* **WORK INSTRUCTIONS**
Your task is to transcribe all of the records exactly and leave out the pictures.

INPUT DATA below:

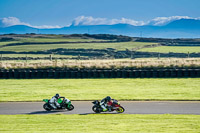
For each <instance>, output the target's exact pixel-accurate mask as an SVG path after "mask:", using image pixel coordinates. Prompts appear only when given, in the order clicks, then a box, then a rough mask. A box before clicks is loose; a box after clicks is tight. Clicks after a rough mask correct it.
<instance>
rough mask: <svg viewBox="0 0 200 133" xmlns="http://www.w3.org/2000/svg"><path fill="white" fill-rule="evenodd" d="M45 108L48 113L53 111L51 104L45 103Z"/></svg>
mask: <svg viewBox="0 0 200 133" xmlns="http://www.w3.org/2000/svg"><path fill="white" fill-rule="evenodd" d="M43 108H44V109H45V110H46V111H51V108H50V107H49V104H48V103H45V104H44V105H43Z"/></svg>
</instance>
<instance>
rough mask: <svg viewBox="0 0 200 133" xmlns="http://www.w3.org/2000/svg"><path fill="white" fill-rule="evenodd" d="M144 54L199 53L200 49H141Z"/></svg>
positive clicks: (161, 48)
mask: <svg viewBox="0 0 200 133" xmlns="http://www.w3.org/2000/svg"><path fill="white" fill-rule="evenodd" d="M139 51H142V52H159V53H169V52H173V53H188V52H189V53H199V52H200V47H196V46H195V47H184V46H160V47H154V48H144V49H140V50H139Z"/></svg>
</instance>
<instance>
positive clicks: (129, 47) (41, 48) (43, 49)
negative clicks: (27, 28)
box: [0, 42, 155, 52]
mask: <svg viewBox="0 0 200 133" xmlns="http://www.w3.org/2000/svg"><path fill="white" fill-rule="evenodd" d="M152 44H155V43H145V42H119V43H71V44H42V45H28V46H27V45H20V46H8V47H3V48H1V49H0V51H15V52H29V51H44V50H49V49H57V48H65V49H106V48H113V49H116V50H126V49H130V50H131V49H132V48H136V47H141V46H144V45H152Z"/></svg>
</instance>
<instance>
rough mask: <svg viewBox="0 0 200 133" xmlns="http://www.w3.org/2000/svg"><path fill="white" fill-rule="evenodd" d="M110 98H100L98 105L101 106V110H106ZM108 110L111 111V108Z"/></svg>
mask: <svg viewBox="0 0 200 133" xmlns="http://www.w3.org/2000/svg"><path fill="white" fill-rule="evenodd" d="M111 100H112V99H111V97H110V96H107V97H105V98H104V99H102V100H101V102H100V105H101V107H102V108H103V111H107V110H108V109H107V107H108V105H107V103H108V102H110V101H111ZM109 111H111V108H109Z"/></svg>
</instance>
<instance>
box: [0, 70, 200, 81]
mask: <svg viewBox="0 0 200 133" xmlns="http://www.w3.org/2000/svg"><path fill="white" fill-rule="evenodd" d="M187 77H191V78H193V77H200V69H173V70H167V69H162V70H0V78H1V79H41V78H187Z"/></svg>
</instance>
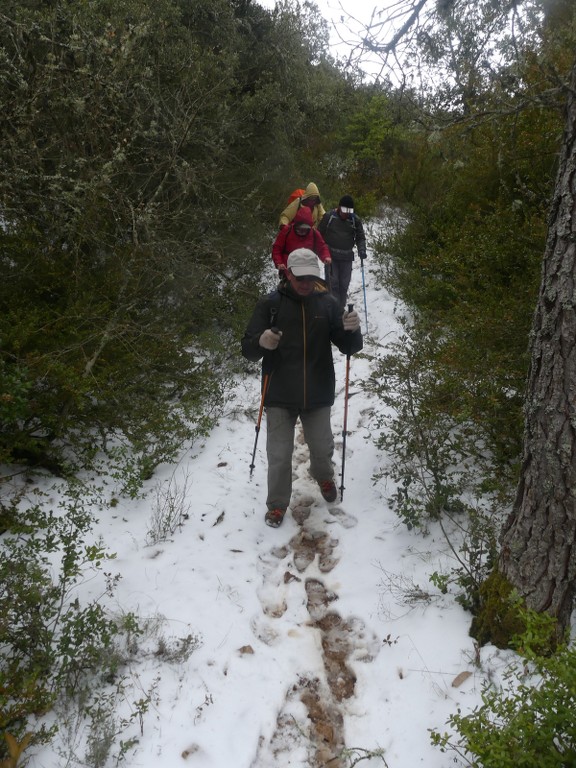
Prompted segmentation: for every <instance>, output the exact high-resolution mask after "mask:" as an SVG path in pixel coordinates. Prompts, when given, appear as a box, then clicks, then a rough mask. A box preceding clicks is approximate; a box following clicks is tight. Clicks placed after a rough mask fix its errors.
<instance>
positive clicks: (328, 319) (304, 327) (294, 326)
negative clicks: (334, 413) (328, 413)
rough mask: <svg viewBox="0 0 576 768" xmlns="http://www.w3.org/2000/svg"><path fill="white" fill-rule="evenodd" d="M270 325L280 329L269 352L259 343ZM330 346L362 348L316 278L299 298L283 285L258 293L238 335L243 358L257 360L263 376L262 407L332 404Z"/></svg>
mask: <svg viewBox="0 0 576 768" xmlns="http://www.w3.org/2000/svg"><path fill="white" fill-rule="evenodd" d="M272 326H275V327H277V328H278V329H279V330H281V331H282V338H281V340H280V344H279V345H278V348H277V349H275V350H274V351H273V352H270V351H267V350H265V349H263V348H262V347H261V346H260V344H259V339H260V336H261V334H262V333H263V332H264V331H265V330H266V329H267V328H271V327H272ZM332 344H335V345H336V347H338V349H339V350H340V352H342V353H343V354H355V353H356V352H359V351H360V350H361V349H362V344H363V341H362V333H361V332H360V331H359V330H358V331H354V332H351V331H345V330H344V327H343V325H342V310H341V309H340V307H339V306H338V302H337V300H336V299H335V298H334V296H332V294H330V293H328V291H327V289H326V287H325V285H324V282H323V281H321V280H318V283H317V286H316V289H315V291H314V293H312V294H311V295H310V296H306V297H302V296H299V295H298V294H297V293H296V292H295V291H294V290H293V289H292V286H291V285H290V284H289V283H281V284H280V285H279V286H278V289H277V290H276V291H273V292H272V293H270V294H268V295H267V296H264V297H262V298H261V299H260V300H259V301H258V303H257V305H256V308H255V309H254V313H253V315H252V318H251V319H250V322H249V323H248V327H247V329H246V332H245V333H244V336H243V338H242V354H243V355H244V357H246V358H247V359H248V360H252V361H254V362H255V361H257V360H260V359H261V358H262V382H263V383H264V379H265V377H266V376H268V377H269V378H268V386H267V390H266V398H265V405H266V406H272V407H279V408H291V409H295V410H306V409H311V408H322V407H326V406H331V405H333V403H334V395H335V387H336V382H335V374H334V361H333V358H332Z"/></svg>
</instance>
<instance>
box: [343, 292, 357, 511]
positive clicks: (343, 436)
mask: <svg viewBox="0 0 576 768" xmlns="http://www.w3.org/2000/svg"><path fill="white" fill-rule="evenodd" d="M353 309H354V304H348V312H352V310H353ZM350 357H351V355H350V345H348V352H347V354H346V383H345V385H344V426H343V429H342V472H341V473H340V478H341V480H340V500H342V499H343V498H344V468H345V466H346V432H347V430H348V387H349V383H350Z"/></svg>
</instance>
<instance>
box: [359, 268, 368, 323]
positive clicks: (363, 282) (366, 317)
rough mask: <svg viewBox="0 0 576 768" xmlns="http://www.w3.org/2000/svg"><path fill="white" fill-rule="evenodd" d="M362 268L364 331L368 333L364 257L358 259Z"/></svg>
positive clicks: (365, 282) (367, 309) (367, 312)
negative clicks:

End of INPUT DATA.

* **EXERCISE RESPONSE**
For each <instance>, output the target's exact pixel-accurate mask as an SVG path after "mask:", using image pixel coordinates. Prompts appear only when given, in the order clicks, then a box, then a rough mask. A box before clicks is loose; a box after clicks is tight. Clicks after a rough mask correct it.
<instance>
rough mask: <svg viewBox="0 0 200 133" xmlns="http://www.w3.org/2000/svg"><path fill="white" fill-rule="evenodd" d="M45 108L48 113L53 111L51 104L45 103Z"/></svg>
mask: <svg viewBox="0 0 200 133" xmlns="http://www.w3.org/2000/svg"><path fill="white" fill-rule="evenodd" d="M43 108H44V109H45V110H46V111H51V108H50V107H49V104H48V103H45V104H44V105H43Z"/></svg>
</instance>
<instance>
rough mask: <svg viewBox="0 0 200 133" xmlns="http://www.w3.org/2000/svg"><path fill="white" fill-rule="evenodd" d="M144 54L199 53L200 49H141Z"/></svg>
positive clicks: (161, 48)
mask: <svg viewBox="0 0 200 133" xmlns="http://www.w3.org/2000/svg"><path fill="white" fill-rule="evenodd" d="M139 51H142V52H159V53H169V52H173V53H188V52H189V53H199V52H200V47H196V46H195V47H184V46H160V47H154V48H144V49H140V50H139Z"/></svg>
</instance>
<instance>
positive clicks: (129, 47) (41, 48) (43, 49)
negative clicks: (27, 28)
box: [0, 42, 155, 52]
mask: <svg viewBox="0 0 200 133" xmlns="http://www.w3.org/2000/svg"><path fill="white" fill-rule="evenodd" d="M152 44H155V43H145V42H119V43H71V44H42V45H28V46H27V45H20V46H8V47H3V48H1V49H0V51H15V52H29V51H44V50H49V49H57V48H65V49H106V48H113V49H116V50H126V49H130V50H131V49H132V48H136V47H141V46H144V45H152Z"/></svg>
</instance>
<instance>
rough mask: <svg viewBox="0 0 200 133" xmlns="http://www.w3.org/2000/svg"><path fill="white" fill-rule="evenodd" d="M110 98H100L98 105L101 106V110H106ZM108 110L111 111V108Z"/></svg>
mask: <svg viewBox="0 0 200 133" xmlns="http://www.w3.org/2000/svg"><path fill="white" fill-rule="evenodd" d="M111 100H112V99H111V97H110V96H107V97H105V98H104V99H102V100H101V102H100V105H101V107H102V108H103V111H107V110H108V109H107V107H108V105H107V103H108V102H110V101H111ZM109 111H111V108H109Z"/></svg>
</instance>
<instance>
box: [0, 70, 200, 81]
mask: <svg viewBox="0 0 200 133" xmlns="http://www.w3.org/2000/svg"><path fill="white" fill-rule="evenodd" d="M187 77H191V78H193V77H200V69H173V70H167V69H162V70H0V78H1V79H41V78H187Z"/></svg>
</instance>
Prompted segmentation: for every <instance>, output the exact high-resolution mask after "mask:" as an SVG path in pixel coordinates. Prompts, when given, appear as a box, then clicks, then a rough mask. A box preceding clicks is approximate; a box following clicks is tight. Clicks placed after a rough mask fix its errors.
<instance>
positive clicks: (328, 319) (304, 327) (294, 326)
negative clicks: (334, 413) (328, 413)
rough mask: <svg viewBox="0 0 576 768" xmlns="http://www.w3.org/2000/svg"><path fill="white" fill-rule="evenodd" d="M270 325L280 329L269 352L259 343ZM330 346L362 348L316 278L299 298L283 285L258 293L238 335L243 358L257 360L263 376L262 407L332 404Z"/></svg>
mask: <svg viewBox="0 0 576 768" xmlns="http://www.w3.org/2000/svg"><path fill="white" fill-rule="evenodd" d="M272 326H275V327H277V328H278V329H279V330H281V331H282V338H281V340H280V344H279V345H278V348H277V349H275V350H274V351H273V352H270V351H267V350H265V349H263V348H262V347H261V346H260V344H259V339H260V336H261V334H262V333H263V332H264V331H265V330H266V329H267V328H271V327H272ZM332 344H335V345H336V347H338V349H339V350H340V352H342V353H343V354H355V353H356V352H359V351H360V350H361V349H362V344H363V341H362V333H361V332H360V331H359V330H358V331H354V332H351V331H345V330H344V327H343V325H342V310H341V309H340V307H339V306H338V302H337V300H336V299H335V298H334V296H332V294H330V293H328V291H327V289H326V287H325V285H324V282H323V281H321V280H318V283H317V286H316V289H315V291H314V293H312V294H311V295H310V296H306V297H302V296H299V295H298V294H297V293H296V292H295V291H294V290H293V289H292V286H291V285H290V284H289V283H281V284H280V285H279V286H278V289H277V290H276V291H273V292H272V293H270V294H268V295H267V296H264V297H262V298H261V299H260V300H259V301H258V303H257V305H256V308H255V309H254V313H253V315H252V318H251V319H250V322H249V323H248V327H247V329H246V332H245V333H244V336H243V338H242V354H243V355H244V357H246V358H247V359H248V360H252V361H254V362H255V361H257V360H260V359H261V358H262V382H263V383H264V379H265V377H266V376H268V377H269V378H268V386H267V390H266V398H265V405H266V406H272V407H279V408H291V409H295V410H306V409H311V408H322V407H326V406H331V405H333V403H334V395H335V387H336V382H335V374H334V361H333V358H332Z"/></svg>
</instance>
<instance>
box: [343, 292, 357, 511]
positive clicks: (343, 436)
mask: <svg viewBox="0 0 576 768" xmlns="http://www.w3.org/2000/svg"><path fill="white" fill-rule="evenodd" d="M353 309H354V304H348V312H352V310H353ZM350 357H351V355H350V345H348V352H347V354H346V383H345V385H344V426H343V429H342V472H341V473H340V478H341V480H340V500H342V499H343V498H344V468H345V466H346V432H347V430H348V387H349V383H350Z"/></svg>
</instance>
<instance>
box: [359, 268, 368, 323]
positive clicks: (363, 282) (366, 317)
rough mask: <svg viewBox="0 0 576 768" xmlns="http://www.w3.org/2000/svg"><path fill="white" fill-rule="evenodd" d="M362 268L364 331L368 333L364 257L358 259Z"/></svg>
positive clicks: (365, 282) (367, 309) (367, 312)
negative clicks:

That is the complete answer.